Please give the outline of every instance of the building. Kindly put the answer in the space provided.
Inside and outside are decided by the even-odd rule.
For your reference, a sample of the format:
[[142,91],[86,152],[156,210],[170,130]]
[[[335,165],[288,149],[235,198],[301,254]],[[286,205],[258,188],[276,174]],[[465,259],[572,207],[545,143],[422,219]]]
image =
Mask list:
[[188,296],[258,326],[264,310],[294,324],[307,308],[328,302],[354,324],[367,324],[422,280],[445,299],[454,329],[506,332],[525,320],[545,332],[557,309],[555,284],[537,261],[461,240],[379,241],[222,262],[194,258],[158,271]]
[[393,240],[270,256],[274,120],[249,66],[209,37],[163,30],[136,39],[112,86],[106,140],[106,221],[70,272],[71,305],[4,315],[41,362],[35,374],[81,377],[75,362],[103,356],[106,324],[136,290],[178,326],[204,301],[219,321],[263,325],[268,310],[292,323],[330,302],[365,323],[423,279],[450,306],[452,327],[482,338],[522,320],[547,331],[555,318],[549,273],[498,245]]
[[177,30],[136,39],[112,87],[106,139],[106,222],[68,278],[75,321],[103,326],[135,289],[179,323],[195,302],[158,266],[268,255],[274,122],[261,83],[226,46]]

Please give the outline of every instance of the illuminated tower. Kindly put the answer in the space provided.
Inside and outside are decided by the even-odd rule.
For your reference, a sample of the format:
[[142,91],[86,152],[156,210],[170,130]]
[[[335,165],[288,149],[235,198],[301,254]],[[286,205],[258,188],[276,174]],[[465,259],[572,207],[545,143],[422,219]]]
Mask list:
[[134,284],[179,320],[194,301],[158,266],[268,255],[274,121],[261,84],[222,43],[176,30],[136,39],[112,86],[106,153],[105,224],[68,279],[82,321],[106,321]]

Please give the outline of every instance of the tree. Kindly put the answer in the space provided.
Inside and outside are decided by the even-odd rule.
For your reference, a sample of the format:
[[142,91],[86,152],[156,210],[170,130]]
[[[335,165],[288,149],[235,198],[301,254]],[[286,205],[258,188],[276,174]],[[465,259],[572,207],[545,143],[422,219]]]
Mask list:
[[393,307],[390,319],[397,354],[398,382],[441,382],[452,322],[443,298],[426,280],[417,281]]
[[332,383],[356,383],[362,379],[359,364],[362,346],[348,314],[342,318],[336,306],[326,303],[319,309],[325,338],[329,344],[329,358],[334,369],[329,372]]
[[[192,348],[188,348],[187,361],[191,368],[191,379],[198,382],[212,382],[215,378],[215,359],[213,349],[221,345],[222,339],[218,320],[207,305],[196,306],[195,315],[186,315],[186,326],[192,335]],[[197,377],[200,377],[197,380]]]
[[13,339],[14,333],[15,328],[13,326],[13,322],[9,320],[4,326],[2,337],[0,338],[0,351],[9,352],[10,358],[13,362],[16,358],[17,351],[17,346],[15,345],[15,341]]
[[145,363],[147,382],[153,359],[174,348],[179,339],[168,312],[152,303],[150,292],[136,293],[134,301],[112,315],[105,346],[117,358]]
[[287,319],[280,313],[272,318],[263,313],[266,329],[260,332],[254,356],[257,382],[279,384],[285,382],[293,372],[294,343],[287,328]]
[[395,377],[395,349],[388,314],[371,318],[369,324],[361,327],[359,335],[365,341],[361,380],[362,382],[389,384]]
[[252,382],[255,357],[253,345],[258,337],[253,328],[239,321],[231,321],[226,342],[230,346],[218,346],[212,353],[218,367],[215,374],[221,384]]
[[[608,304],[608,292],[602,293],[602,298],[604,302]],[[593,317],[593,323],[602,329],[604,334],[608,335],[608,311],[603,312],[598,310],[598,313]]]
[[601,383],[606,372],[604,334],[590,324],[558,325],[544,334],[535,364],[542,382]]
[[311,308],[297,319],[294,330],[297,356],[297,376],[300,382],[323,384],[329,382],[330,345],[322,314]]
★ ★ ★ ★ ★ ★ ★
**Aim of the exercise**
Can you restate every record above word for word?

**Exercise result**
Please give the outline of every instance of the building. Kindly put the answer in the space provided.
Inside and outside are decided by the even-odd rule.
For your reference, a sample of the format:
[[142,91],[86,152],[156,210],[170,130]]
[[[335,165],[288,149],[235,198],[301,254]],[[286,205],[258,188],[276,174]],[[465,259],[572,207],[545,143],[422,219]]]
image =
Mask list:
[[188,296],[258,326],[264,310],[294,324],[307,308],[328,302],[354,324],[367,324],[422,280],[445,299],[454,329],[506,332],[525,320],[545,332],[557,309],[555,284],[537,261],[461,240],[379,241],[222,262],[194,258],[158,271]]
[[393,240],[270,256],[274,120],[249,66],[209,37],[163,30],[136,39],[112,86],[106,140],[106,221],[70,272],[71,305],[4,315],[41,362],[35,374],[81,377],[75,362],[103,356],[106,324],[136,290],[178,326],[204,301],[219,321],[263,325],[268,310],[292,323],[330,302],[365,323],[423,279],[450,306],[452,327],[482,338],[522,320],[547,331],[555,318],[549,273],[498,245]]
[[177,30],[136,39],[112,87],[106,139],[106,222],[68,278],[75,321],[103,326],[135,289],[179,323],[195,302],[158,266],[268,255],[274,122],[261,83],[226,46]]

Please give the outline of every instance of the illuminated tower. Kindly put the answer in the space provided.
Inside and outside are decided by the even-odd rule.
For your reference, a sample of the format:
[[142,91],[86,152],[156,210],[170,130]]
[[[335,165],[288,149],[235,198],[301,254]],[[286,205],[258,188],[276,174]],[[465,259],[572,207],[545,143],[422,219]]]
Mask list:
[[134,284],[179,320],[194,301],[158,266],[268,255],[274,121],[261,84],[222,43],[176,30],[136,39],[112,86],[106,153],[105,224],[68,279],[82,321],[106,321]]

Please give the outline of every instance of the tree. Kindly put the answer in the space provided.
Inside and outside are decided by the even-odd rule.
For your reference, a sample of the format:
[[142,91],[86,152],[156,210],[170,130]]
[[[335,165],[288,149],[235,198],[301,254]],[[286,205],[258,188],[276,174]],[[465,259],[572,207],[545,143],[422,219]]]
Mask list:
[[393,307],[390,319],[397,354],[398,382],[441,382],[452,322],[443,298],[426,280],[417,281]]
[[332,383],[356,383],[362,379],[359,364],[362,346],[348,314],[342,318],[336,306],[326,303],[319,309],[325,338],[329,344],[329,358],[334,369],[329,372]]
[[[192,348],[188,348],[187,361],[191,368],[191,379],[198,382],[212,382],[215,378],[215,359],[213,349],[221,345],[222,339],[218,320],[207,305],[196,306],[195,315],[186,315],[186,326],[192,335]],[[197,377],[200,377],[197,380]]]
[[13,339],[14,333],[15,328],[13,326],[13,322],[9,320],[4,326],[2,337],[0,338],[0,351],[9,352],[10,358],[13,362],[16,358],[17,351],[17,346],[15,345],[15,341]]
[[145,363],[147,382],[153,359],[174,348],[179,339],[168,312],[152,303],[150,292],[136,293],[134,301],[112,315],[105,346],[117,358]]
[[287,319],[280,313],[272,318],[263,313],[266,329],[260,332],[254,356],[257,382],[279,384],[285,382],[293,372],[294,343],[287,328]]
[[395,377],[395,349],[388,314],[371,318],[369,324],[361,327],[359,335],[365,341],[361,380],[362,382],[389,384]]
[[252,382],[255,357],[253,345],[258,337],[253,328],[239,321],[231,321],[226,342],[230,346],[218,346],[212,353],[218,367],[215,374],[221,384]]
[[[608,304],[608,292],[602,293],[602,298],[604,302]],[[593,317],[593,323],[602,329],[604,334],[608,335],[608,311],[603,312],[598,310],[598,313]]]
[[601,383],[606,372],[604,334],[590,324],[558,325],[544,334],[535,364],[542,382]]
[[311,308],[297,319],[294,330],[297,356],[297,376],[300,382],[323,384],[329,382],[330,345],[322,314]]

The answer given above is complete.